• _Exercise directions_: Go through the entries below and retype them exactly, omitting each picture.
[[ Data records open ]]
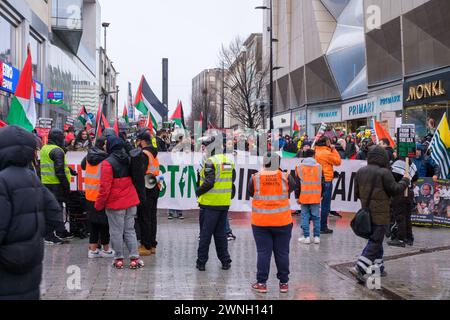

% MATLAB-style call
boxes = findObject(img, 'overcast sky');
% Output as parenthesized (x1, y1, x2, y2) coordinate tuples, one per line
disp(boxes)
(98, 0, 263, 118)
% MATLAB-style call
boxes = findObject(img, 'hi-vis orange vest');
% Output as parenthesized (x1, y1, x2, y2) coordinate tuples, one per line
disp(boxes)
(85, 163, 101, 202)
(295, 164, 322, 205)
(251, 170, 292, 227)
(143, 150, 160, 176)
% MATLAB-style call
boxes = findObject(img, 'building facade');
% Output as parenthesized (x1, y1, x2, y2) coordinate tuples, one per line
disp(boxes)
(0, 0, 117, 130)
(192, 68, 223, 128)
(263, 0, 450, 138)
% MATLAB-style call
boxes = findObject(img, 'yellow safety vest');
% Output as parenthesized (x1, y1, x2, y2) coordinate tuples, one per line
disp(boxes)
(40, 144, 71, 185)
(198, 154, 234, 207)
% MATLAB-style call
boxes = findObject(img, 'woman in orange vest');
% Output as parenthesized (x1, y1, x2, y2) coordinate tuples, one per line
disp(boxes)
(295, 149, 325, 245)
(81, 137, 114, 259)
(248, 154, 296, 294)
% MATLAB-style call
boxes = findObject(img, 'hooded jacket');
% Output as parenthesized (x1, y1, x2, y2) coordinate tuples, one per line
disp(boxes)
(315, 145, 342, 182)
(43, 129, 70, 202)
(355, 146, 410, 226)
(0, 126, 61, 300)
(294, 157, 326, 199)
(95, 136, 140, 211)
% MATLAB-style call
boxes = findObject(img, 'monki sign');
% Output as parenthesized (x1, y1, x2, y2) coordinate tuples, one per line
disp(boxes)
(406, 80, 446, 102)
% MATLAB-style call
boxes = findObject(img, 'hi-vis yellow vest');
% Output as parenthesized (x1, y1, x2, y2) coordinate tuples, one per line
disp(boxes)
(40, 144, 71, 185)
(198, 154, 234, 207)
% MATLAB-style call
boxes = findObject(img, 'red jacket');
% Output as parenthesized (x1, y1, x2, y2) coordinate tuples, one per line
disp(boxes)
(95, 154, 140, 211)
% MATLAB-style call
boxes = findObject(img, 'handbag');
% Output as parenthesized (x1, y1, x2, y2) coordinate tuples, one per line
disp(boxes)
(351, 176, 377, 239)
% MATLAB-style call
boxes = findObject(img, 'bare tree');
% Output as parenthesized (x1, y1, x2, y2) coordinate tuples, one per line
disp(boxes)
(186, 92, 219, 132)
(219, 36, 268, 130)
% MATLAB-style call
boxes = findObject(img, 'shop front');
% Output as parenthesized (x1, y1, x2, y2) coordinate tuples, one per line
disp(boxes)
(272, 112, 291, 136)
(368, 87, 403, 137)
(404, 70, 450, 139)
(341, 98, 375, 133)
(307, 104, 345, 137)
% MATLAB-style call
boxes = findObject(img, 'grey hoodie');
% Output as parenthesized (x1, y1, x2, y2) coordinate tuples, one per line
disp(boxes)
(295, 157, 326, 199)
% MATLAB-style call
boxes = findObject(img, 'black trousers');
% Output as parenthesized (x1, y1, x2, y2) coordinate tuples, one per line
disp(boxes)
(197, 207, 231, 266)
(357, 225, 387, 275)
(88, 221, 110, 245)
(391, 193, 414, 242)
(136, 187, 159, 249)
(45, 200, 66, 238)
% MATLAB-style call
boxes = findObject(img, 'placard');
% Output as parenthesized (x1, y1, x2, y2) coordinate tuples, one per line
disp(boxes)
(397, 124, 416, 158)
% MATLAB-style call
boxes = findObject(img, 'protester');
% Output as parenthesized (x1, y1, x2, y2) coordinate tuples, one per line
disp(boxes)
(0, 126, 62, 300)
(379, 138, 395, 164)
(356, 138, 374, 160)
(335, 139, 346, 159)
(248, 154, 295, 293)
(94, 135, 142, 269)
(81, 137, 114, 259)
(350, 146, 410, 283)
(64, 126, 75, 146)
(136, 132, 162, 256)
(73, 130, 92, 151)
(413, 143, 440, 181)
(40, 128, 75, 244)
(297, 141, 312, 158)
(296, 149, 324, 245)
(315, 136, 342, 234)
(344, 135, 357, 160)
(195, 137, 234, 272)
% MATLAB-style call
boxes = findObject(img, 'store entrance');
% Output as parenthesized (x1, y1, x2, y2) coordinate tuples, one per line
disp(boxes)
(347, 119, 368, 133)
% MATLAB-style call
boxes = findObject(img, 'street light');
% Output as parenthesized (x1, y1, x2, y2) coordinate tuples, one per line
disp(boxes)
(102, 22, 110, 53)
(256, 1, 276, 132)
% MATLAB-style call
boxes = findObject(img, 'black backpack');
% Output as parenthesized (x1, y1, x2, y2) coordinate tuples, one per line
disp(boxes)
(129, 148, 146, 204)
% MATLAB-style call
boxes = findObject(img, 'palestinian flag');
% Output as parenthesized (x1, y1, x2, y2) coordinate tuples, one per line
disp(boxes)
(6, 46, 36, 131)
(113, 118, 119, 135)
(122, 103, 129, 124)
(134, 75, 168, 130)
(293, 120, 300, 137)
(144, 111, 155, 134)
(94, 104, 103, 138)
(171, 100, 185, 128)
(0, 119, 7, 128)
(78, 106, 92, 126)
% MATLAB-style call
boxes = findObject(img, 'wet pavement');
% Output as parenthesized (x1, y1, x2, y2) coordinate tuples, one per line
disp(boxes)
(41, 211, 450, 300)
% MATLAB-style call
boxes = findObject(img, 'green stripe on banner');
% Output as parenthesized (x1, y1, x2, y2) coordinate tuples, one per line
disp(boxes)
(282, 150, 297, 158)
(432, 135, 450, 178)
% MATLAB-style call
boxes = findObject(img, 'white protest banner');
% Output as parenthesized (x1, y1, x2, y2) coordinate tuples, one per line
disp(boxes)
(67, 152, 365, 213)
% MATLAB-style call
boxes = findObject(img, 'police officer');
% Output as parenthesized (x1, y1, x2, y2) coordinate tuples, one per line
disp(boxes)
(136, 131, 162, 256)
(248, 154, 296, 294)
(196, 136, 234, 271)
(40, 128, 75, 244)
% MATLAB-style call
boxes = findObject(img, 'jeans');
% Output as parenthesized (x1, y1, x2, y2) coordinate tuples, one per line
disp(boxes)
(252, 224, 292, 284)
(106, 206, 139, 259)
(301, 204, 321, 238)
(321, 182, 333, 230)
(357, 224, 387, 275)
(197, 207, 231, 266)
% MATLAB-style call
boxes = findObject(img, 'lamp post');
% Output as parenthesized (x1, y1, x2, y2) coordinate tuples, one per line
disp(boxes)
(102, 22, 110, 53)
(256, 1, 274, 131)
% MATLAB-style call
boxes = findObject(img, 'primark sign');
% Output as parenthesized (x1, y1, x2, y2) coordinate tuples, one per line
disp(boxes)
(342, 99, 376, 121)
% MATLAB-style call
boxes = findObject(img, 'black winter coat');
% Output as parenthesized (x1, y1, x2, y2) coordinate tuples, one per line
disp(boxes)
(0, 126, 62, 300)
(44, 129, 70, 202)
(355, 146, 409, 226)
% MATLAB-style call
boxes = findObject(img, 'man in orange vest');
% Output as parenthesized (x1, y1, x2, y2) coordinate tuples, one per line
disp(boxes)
(81, 137, 114, 259)
(295, 149, 325, 245)
(136, 132, 162, 256)
(248, 154, 296, 294)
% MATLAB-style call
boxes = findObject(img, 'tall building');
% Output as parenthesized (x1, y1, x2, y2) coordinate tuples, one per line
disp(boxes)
(263, 0, 450, 138)
(191, 68, 223, 128)
(0, 0, 118, 129)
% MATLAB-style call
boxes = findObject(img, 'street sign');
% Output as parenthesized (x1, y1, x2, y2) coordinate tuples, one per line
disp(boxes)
[[ Data records closed ]]
• _Answer for this exercise_:
% MATLAB-style call
boxes = findObject(img, 'overcast sky');
% Output as parenthesized (x1, y1, x2, y2) coordinate tuples, one per line
disp(boxes)
(98, 0, 263, 118)
% MATLAB-style call
boxes = findObject(img, 'hi-vis orange vest');
% Output as parenthesized (x1, y1, x2, y2) coordinate tuples, one per line
disp(boxes)
(85, 163, 101, 202)
(295, 164, 322, 205)
(251, 170, 292, 227)
(143, 150, 160, 176)
% MATLAB-style call
boxes = findObject(img, 'building facade');
% Output as parenthesized (x1, y1, x2, y2) coordinate tuples, one per line
disp(boxes)
(0, 0, 117, 130)
(192, 68, 223, 128)
(263, 0, 450, 138)
% MATLAB-style call
boxes = findObject(img, 'yellow safety vest');
% Output as parenthesized (x1, y1, x2, y2) coordinate tuples, one per line
disp(boxes)
(40, 144, 71, 185)
(198, 154, 234, 207)
% MATLAB-style call
boxes = findObject(img, 'woman in orange vest');
% Output as parenthesized (x1, y1, x2, y2) coordinate tuples, one per line
disp(boxes)
(295, 149, 325, 245)
(81, 137, 114, 259)
(248, 154, 296, 294)
% MATLAB-style call
boxes = findObject(img, 'hooded jacket');
% Output as parenthesized (x1, y1, x2, y2) coordinate tuples, one per line
disp(boxes)
(315, 145, 342, 182)
(43, 129, 70, 202)
(355, 146, 410, 226)
(0, 126, 61, 300)
(294, 157, 326, 199)
(95, 136, 140, 211)
% MATLAB-style call
boxes = findObject(img, 'monki sign');
% Output as parenthesized (x1, y1, x2, y2) coordinate tuples, one per line
disp(boxes)
(406, 80, 446, 102)
% MATLAB-style call
boxes = findObject(img, 'hi-vis yellow vest');
% Output as parenthesized (x1, y1, x2, y2) coordinate tuples, one per line
disp(boxes)
(40, 144, 71, 185)
(198, 154, 234, 207)
% MATLAB-style call
boxes = findObject(img, 'red jacket');
% Output as parenthesized (x1, y1, x2, y2) coordinate tuples, one per line
disp(boxes)
(95, 154, 140, 211)
% MATLAB-style call
boxes = findObject(img, 'handbag');
% Output as parenthesized (x1, y1, x2, y2) coordinate tuples, one per line
disp(boxes)
(351, 176, 377, 239)
% MATLAB-style call
boxes = findObject(img, 'bare tree');
% Output as parenthesized (x1, y1, x2, y2) coordinate tuples, one per line
disp(boxes)
(186, 92, 219, 132)
(219, 36, 268, 130)
% MATLAB-style call
boxes = findObject(img, 'shop front');
% Output as parenthesized (x1, y1, x2, y2) coordinate tuples, one per line
disp(boxes)
(272, 112, 291, 136)
(368, 87, 403, 137)
(404, 70, 450, 139)
(341, 98, 375, 133)
(307, 104, 345, 137)
% MATLAB-style call
boxes = findObject(img, 'grey hoodie');
% Output as parenthesized (x1, y1, x2, y2) coordinate tuples, one per line
disp(boxes)
(295, 157, 326, 199)
% MATLAB-style call
boxes = findObject(img, 'black trousers');
% Output as parenthesized (x1, y1, x2, y2) coordinate tuples, one per line
disp(boxes)
(197, 207, 231, 266)
(357, 225, 387, 275)
(88, 221, 110, 245)
(391, 193, 414, 242)
(136, 187, 159, 249)
(45, 200, 66, 238)
% MATLAB-style call
boxes = findObject(img, 'placard');
% Output as parenthesized (x1, y1, x2, y2) coordinate tuples, one per line
disp(boxes)
(397, 124, 416, 158)
% MATLAB-style call
boxes = findObject(img, 'protester');
% Output as parenthesized (x1, y1, x2, y2) coordinate tuples, one per line
disp(boxes)
(0, 126, 62, 300)
(379, 138, 395, 164)
(356, 138, 374, 160)
(335, 139, 346, 159)
(248, 154, 295, 293)
(94, 135, 142, 269)
(81, 137, 114, 259)
(350, 146, 410, 283)
(64, 126, 75, 146)
(136, 132, 162, 256)
(73, 130, 92, 151)
(413, 143, 440, 181)
(40, 128, 75, 244)
(297, 141, 312, 158)
(296, 149, 324, 245)
(315, 136, 342, 234)
(344, 135, 357, 160)
(195, 137, 234, 272)
% MATLAB-style call
boxes = findObject(img, 'store entrance');
% Output as parenthesized (x1, y1, x2, y2) coordinate tuples, one per line
disp(boxes)
(347, 119, 368, 133)
% MATLAB-style call
boxes = findObject(img, 'street light');
% Output as parenthesized (x1, y1, x2, y2) coordinate tuples, one per line
disp(boxes)
(102, 22, 110, 53)
(256, 1, 276, 132)
% MATLAB-style call
boxes = findObject(img, 'black backpack');
% Output as parenthesized (x1, y1, x2, y2) coordinate tuples, one per line
disp(boxes)
(129, 148, 146, 204)
% MATLAB-style call
boxes = findObject(img, 'palestinian flag');
% Output as parenthesized (x1, y1, x2, y2) coordinate tuples, one per line
disp(boxes)
(6, 46, 36, 131)
(113, 118, 119, 135)
(122, 103, 129, 124)
(134, 75, 168, 130)
(293, 120, 300, 137)
(144, 111, 155, 134)
(94, 104, 103, 138)
(171, 100, 185, 128)
(0, 119, 7, 128)
(78, 106, 92, 126)
% MATLAB-style call
boxes = findObject(img, 'wet pavement');
% Output as parenthesized (x1, y1, x2, y2) coordinate tuples, one per line
disp(boxes)
(41, 211, 450, 300)
% MATLAB-style call
boxes = findObject(img, 'green stripe on banner');
% Output as parenthesized (x1, y1, x2, y2) coordinate tuples, one per line
disp(boxes)
(282, 150, 297, 158)
(432, 135, 450, 178)
% MATLAB-style call
boxes = findObject(img, 'white protest banner');
% Output as parenthesized (x1, y1, x2, y2) coordinate tuples, one per line
disp(boxes)
(67, 152, 365, 213)
% MATLAB-style call
boxes = findObject(img, 'police officer');
% Output as parenthesized (x1, y1, x2, y2) coordinate tuples, one per line
disp(boxes)
(136, 131, 162, 256)
(248, 154, 296, 294)
(196, 136, 234, 271)
(40, 128, 75, 244)
% MATLAB-style call
boxes = findObject(img, 'jeans');
% Output as parenthesized (x1, y1, x2, y2) coordinate tuples, one per line
disp(boxes)
(252, 224, 292, 284)
(106, 206, 139, 259)
(301, 204, 321, 238)
(321, 182, 333, 230)
(357, 224, 387, 275)
(197, 207, 231, 266)
% MATLAB-style call
boxes = findObject(img, 'lamp post');
% Output as parenthesized (x1, y1, x2, y2) coordinate tuples, one per line
disp(boxes)
(102, 22, 110, 53)
(256, 1, 274, 131)
% MATLAB-style call
boxes = findObject(img, 'primark sign');
% Output as parenthesized (x1, y1, x2, y2) coordinate tuples, one per line
disp(boxes)
(342, 99, 376, 121)
% MATLAB-style call
boxes = findObject(img, 'black winter coat');
% Output as parenthesized (x1, y1, x2, y2) coordinate tuples, one per line
disp(boxes)
(0, 126, 62, 300)
(44, 129, 70, 202)
(355, 146, 409, 226)
% MATLAB-style call
boxes = findObject(img, 'man in orange vest');
% Output as parenthesized (x1, y1, x2, y2) coordinate tuples, one per line
disp(boxes)
(81, 137, 114, 259)
(295, 149, 325, 245)
(136, 132, 162, 256)
(248, 154, 296, 294)
% MATLAB-style call
boxes = findObject(img, 'tall building');
% Output as parenthesized (x1, y1, x2, y2) coordinate tuples, one per line
disp(boxes)
(263, 0, 450, 138)
(191, 68, 223, 128)
(0, 0, 118, 129)
% MATLAB-style call
boxes = findObject(img, 'street sign');
% Output as parenthesized (x1, y1, x2, y2) coordinate tuples, one per line
disp(boxes)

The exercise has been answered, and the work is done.